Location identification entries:
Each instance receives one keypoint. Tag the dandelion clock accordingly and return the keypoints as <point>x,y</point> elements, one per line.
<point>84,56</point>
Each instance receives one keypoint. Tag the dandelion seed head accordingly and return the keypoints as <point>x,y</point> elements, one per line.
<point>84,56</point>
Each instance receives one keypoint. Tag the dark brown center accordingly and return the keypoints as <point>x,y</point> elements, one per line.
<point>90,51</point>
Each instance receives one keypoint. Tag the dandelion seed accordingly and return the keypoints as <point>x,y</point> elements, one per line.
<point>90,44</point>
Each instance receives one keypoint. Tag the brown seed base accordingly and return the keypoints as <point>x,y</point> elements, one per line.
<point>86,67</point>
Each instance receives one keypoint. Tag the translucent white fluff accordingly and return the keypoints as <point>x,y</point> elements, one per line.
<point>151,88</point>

Directions:
Could you write out every item above word for word, keeping them in their original order?

Final answer:
Each instance receives one keypoint. Tag the dandelion clock accordingly and return the keypoints as <point>x,y</point> elements, one per line.
<point>84,56</point>
Each instance receives one keypoint. Tag the dandelion seed head accordingly and return the keypoints as <point>x,y</point> elements, one per line.
<point>84,56</point>
Each instance receives one keypoint. Tag the dark brown center accordingly and return the keypoints as <point>x,y</point> elements, one per line.
<point>90,51</point>
Each instance receives one keypoint. Tag the dandelion seed accordingly and return the keypoints as <point>x,y</point> elements, one per line.
<point>90,44</point>
Each instance receives one keypoint. Tag the brown seed base accordingly and return the keypoints as <point>x,y</point> elements, one per line.
<point>86,67</point>
Each instance receives one keypoint. Tag the translucent white fluff accordingly and return the keypoints as <point>x,y</point> elements, one per line.
<point>151,88</point>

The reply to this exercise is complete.